AIM OF THE EXERCISE | Rewrite the lines from the one with "Where can the flat" up to and including the one with "Where can the computer", changing "instance" to "occurrence" and leaving the rest unchanged.

_ _ _

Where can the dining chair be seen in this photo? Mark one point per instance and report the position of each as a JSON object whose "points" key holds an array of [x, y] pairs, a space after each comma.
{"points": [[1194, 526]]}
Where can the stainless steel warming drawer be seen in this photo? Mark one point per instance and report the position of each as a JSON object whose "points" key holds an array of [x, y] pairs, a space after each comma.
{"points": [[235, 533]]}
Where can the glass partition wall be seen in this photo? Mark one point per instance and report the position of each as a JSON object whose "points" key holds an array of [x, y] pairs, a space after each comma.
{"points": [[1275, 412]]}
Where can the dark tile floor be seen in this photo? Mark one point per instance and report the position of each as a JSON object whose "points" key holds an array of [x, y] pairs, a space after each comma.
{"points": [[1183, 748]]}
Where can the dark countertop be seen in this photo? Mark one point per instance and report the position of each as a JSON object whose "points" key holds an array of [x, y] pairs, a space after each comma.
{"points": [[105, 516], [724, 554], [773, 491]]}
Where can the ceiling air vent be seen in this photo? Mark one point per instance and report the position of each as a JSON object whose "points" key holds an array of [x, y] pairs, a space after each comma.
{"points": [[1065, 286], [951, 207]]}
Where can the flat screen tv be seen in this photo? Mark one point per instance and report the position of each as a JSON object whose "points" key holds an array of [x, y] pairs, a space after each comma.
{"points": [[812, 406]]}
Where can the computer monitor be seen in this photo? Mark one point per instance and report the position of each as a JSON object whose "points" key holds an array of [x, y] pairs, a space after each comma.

_ _ _

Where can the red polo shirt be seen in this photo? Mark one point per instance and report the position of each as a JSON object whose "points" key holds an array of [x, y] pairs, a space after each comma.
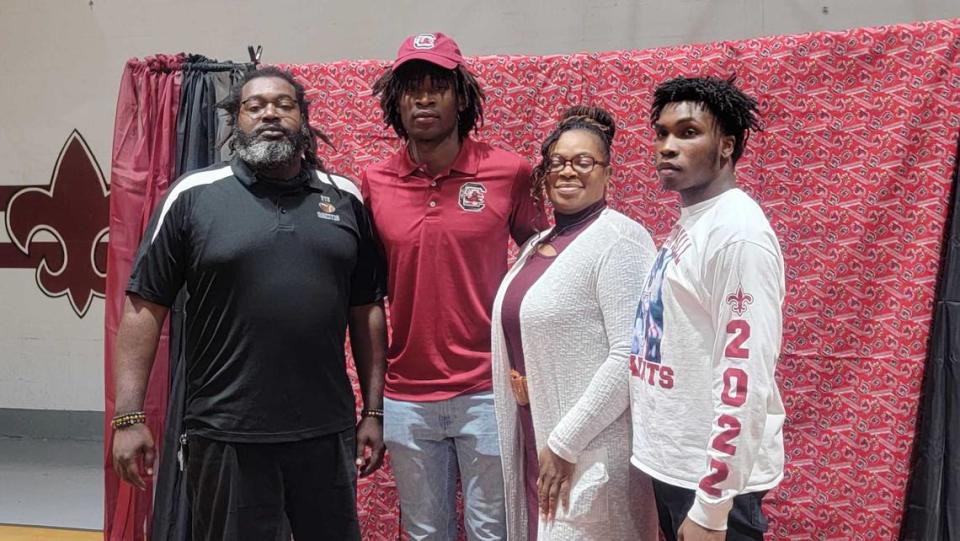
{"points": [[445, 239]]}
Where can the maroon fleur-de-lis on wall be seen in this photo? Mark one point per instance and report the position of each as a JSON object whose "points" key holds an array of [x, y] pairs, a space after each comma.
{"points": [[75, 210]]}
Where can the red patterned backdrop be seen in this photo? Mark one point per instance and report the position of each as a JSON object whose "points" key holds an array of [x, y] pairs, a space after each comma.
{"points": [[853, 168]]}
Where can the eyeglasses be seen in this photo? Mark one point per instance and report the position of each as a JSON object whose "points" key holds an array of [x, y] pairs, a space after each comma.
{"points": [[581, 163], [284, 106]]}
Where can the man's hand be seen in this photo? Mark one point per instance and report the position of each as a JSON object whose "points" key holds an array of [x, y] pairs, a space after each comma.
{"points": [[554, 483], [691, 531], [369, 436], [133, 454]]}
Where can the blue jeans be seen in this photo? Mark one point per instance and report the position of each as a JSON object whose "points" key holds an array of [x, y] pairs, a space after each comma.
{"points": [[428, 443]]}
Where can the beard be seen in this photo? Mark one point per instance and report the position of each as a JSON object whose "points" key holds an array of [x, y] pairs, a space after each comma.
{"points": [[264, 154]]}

_ _ _

FINAL RESULT |
Where can the flat screen tv be seen in this photo? Mark one point per occurrence and report the position of each as a JSON object whose "points" key holds an array of [x, y] pairs, a space after each comma.
{"points": [[812, 406]]}
Where can the computer monitor be seen in this photo? Mark one point per occurrence and report the position of each as a JSON object whose "points" key holds an array of [x, y] pairs, a space after each comma.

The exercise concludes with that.